_WHAT IS EXPECTED_:
While copying the entries exactly, leave out each picture they contain.

(Referring expression pointing data)
══════════
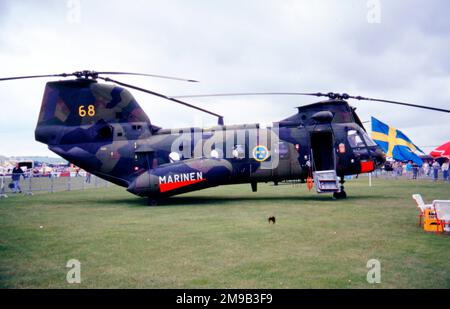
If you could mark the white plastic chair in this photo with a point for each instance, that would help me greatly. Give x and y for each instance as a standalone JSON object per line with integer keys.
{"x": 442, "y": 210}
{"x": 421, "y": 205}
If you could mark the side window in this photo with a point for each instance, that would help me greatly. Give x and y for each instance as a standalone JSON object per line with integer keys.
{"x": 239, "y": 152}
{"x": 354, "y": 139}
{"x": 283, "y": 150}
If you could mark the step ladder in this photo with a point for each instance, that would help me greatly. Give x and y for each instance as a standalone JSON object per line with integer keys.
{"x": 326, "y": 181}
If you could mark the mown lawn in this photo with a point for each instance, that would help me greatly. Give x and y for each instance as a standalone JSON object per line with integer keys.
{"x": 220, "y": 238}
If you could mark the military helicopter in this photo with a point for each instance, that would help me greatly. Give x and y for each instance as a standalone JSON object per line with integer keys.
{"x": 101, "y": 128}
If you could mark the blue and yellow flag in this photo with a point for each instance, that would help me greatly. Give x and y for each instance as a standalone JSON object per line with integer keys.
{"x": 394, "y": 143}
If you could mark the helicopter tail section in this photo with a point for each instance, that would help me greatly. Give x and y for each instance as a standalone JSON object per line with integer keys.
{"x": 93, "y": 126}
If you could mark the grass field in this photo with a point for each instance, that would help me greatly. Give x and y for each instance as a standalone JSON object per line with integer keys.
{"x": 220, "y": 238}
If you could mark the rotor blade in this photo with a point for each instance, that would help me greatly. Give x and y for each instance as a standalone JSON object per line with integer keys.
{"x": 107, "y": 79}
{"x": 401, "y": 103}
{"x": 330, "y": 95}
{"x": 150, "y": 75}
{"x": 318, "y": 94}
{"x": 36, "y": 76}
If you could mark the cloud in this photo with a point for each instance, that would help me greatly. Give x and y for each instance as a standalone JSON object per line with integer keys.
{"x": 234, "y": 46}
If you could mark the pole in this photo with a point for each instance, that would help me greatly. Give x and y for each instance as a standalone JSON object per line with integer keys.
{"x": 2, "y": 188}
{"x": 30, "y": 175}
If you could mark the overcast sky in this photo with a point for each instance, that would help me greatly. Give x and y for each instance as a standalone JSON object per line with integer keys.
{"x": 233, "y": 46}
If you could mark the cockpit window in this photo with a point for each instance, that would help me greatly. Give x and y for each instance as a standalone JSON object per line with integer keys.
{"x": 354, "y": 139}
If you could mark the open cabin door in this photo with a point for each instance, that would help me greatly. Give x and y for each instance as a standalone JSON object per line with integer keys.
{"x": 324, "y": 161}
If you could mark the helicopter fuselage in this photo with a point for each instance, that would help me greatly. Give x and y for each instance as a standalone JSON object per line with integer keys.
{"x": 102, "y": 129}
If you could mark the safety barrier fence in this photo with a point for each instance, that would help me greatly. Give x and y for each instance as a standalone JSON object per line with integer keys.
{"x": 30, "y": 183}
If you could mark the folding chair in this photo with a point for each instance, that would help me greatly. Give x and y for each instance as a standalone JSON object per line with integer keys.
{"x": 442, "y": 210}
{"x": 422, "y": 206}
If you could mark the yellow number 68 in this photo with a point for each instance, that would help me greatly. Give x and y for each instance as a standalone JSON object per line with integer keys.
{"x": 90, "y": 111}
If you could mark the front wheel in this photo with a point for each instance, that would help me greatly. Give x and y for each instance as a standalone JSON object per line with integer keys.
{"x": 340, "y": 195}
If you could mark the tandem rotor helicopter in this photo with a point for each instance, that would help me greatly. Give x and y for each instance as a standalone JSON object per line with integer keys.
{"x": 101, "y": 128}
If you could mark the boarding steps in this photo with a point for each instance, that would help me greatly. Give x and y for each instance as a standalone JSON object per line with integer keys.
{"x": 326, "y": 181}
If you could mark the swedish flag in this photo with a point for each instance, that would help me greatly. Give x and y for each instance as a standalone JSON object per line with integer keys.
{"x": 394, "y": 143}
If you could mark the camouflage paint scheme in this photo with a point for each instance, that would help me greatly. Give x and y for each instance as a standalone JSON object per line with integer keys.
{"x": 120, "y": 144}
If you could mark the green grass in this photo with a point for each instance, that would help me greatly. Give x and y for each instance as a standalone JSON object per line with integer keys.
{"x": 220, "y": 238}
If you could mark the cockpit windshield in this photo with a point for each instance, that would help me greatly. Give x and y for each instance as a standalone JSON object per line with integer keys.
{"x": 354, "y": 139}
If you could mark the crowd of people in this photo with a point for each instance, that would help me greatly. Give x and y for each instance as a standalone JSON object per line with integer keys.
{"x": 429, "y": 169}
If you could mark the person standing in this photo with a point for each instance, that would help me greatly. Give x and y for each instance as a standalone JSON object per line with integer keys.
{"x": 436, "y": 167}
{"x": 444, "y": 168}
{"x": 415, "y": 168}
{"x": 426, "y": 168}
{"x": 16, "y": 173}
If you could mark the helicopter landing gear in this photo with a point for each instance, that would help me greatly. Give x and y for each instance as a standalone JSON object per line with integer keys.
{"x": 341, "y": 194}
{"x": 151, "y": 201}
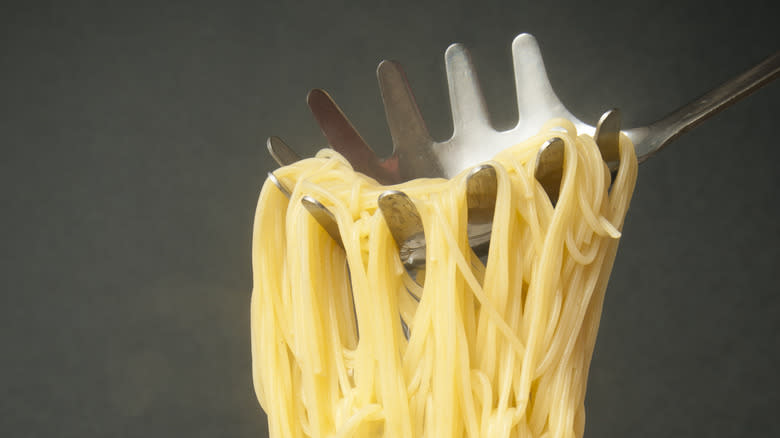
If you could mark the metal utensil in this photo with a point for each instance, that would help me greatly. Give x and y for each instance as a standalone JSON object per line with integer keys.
══════════
_FINISHED EXERCISE_:
If you could mark the white plastic chair in this photo with a point for each instance, that would help me greatly. Give x and y for each instance as a standalone JSON object per line with integer keys.
{"x": 442, "y": 210}
{"x": 421, "y": 205}
If you could mark the side window in this photo with a point for each instance, that would help me greatly. Give x and y for each instance as a standalone JSON object per line with integer keys.
{"x": 239, "y": 152}
{"x": 354, "y": 139}
{"x": 283, "y": 150}
If you could mark the step ladder in this photo with a point for each instance, that would help me greatly. Give x and y for each instance as a standalone JSON object per line with integer keys.
{"x": 326, "y": 181}
If you could mark the mown lawn in this photo with a point for each instance, that would help me greatly. Give x and y for each instance as a standalone JSON object per line with integer keys.
{"x": 220, "y": 238}
If you could mark the military helicopter in this photo with a point for each instance, that would help me greatly. Give x and y for each instance as a standalone JSON object per line with integer keys.
{"x": 101, "y": 128}
If you could mark the blue and yellow flag in this photo with a point for each instance, that would help me greatly. Give x and y for each instance as a standalone JSON object per line with integer keys.
{"x": 394, "y": 143}
If you could mark the helicopter tail section in this photo with a point for each instance, that would help me greatly. Give x and y for each instance as a standalone JSON object per line with integer keys.
{"x": 93, "y": 126}
If you could mark the grass field in this photo with a point for each instance, that would help me greatly. Give x and y for each instance as a standalone JSON object per line with integer keys.
{"x": 220, "y": 238}
If you could mark the rotor blade in this photo with a point for each instance, that would help me greatly. Give x and y for each instance as a standalone JSON object per line with integer keys.
{"x": 107, "y": 79}
{"x": 401, "y": 103}
{"x": 330, "y": 95}
{"x": 150, "y": 75}
{"x": 318, "y": 94}
{"x": 36, "y": 76}
If you could mark the cloud in this photo with a point for each instance, that would help me greatly. Give x and y for each instance as a standalone JSON object per line with integer keys.
{"x": 234, "y": 46}
If you could mark the pole in this photo with a point for each instance, that would help me greatly. Give x and y for each instance as a standalone JSON object per line with integer keys.
{"x": 2, "y": 188}
{"x": 30, "y": 175}
If you could mark the overcast sky in this photo with a point for each instance, that would help me greatly. Give x and y for each instance as a standalone JSON object per line with integer keys.
{"x": 233, "y": 46}
If you could mark the cockpit window in this photo with a point for each instance, that would help me greatly. Give x and y for each instance as a standalone JSON object per line with integer keys.
{"x": 354, "y": 139}
If you could mark the open cabin door in this photo with a point for each instance, that would help me greatly. Give x and y for each instance as a standalone JSON object per line with integer keys.
{"x": 324, "y": 161}
If you could mark the helicopter fuselage in this photo with a point for each instance, that would help me greatly. Give x and y for each instance as a standalone JSON object per line with integer keys.
{"x": 102, "y": 129}
If you could mark the safety barrier fence in this photo with a point for each instance, that would help me greatly. Give x and y for each instance as a standalone JSON object per line with integer keys.
{"x": 30, "y": 183}
If you could mark the folding chair in this photo with a point for each instance, that would help me greatly. Give x and y for each instance as a standalone JSON object per line with integer keys.
{"x": 442, "y": 210}
{"x": 422, "y": 206}
If you could mark the yellow number 68 in this photo with a point for each instance, that would help me greatly. Give x and y for each instance as a standalone JSON object per line with integer keys.
{"x": 90, "y": 111}
If you could mark the front wheel in this photo with a point for each instance, that would help me greatly. Give x and y for each instance as a standalone JSON object per line with integer keys.
{"x": 340, "y": 195}
If you could mark the tandem rotor helicopter in this photo with a point for each instance, that would help me greatly. Give x and y for each instance as a standalone JSON object per line with integer keys.
{"x": 101, "y": 128}
If you could mark the boarding steps in this photo with a point for each instance, that would help me greatly. Give x and y for each instance as a standalone JSON object per line with integer keys.
{"x": 326, "y": 181}
If you could mark the swedish flag in this photo with a point for each instance, that would help me greatly. Give x and y for each instance as a standalone JSON object per line with integer keys.
{"x": 394, "y": 143}
If you could mark the camouflage paint scheme in this photo with a point for each instance, that would help me greatly. Give x and y for each instance as a standalone JSON object per line with integer keys.
{"x": 120, "y": 144}
If you could mark the green grass in this photo with a point for each instance, that would help me greatly. Give x and y for each instance as a standalone JSON object per line with integer keys.
{"x": 220, "y": 238}
If you could mark the cockpit windshield in this photo with a point for each instance, that would help me greatly. Give x and y for each instance as a standalone JSON object per line with integer keys.
{"x": 354, "y": 139}
If you could mark the crowd of people in this photo with a point for each instance, that would help me greatly. Give x and y for each instance as a standalone JSON object per line with integer keys.
{"x": 429, "y": 169}
If you could mark the person standing in this photo with a point for each instance, that would help me greatly. Give x and y for each instance as a standalone JSON object per line with integer keys.
{"x": 436, "y": 167}
{"x": 444, "y": 168}
{"x": 415, "y": 168}
{"x": 426, "y": 168}
{"x": 16, "y": 173}
If you could mark the helicopter landing gear in this photo with a point for each instance, that would help me greatly. Give x and y for each instance as a standalone JSON object per line with integer keys.
{"x": 341, "y": 194}
{"x": 151, "y": 201}
If you could mark the metal utensil in this photo with a point for each instance, that would help me greatly. Give x and y for each instance as a standalone JSON object per line with integer keys.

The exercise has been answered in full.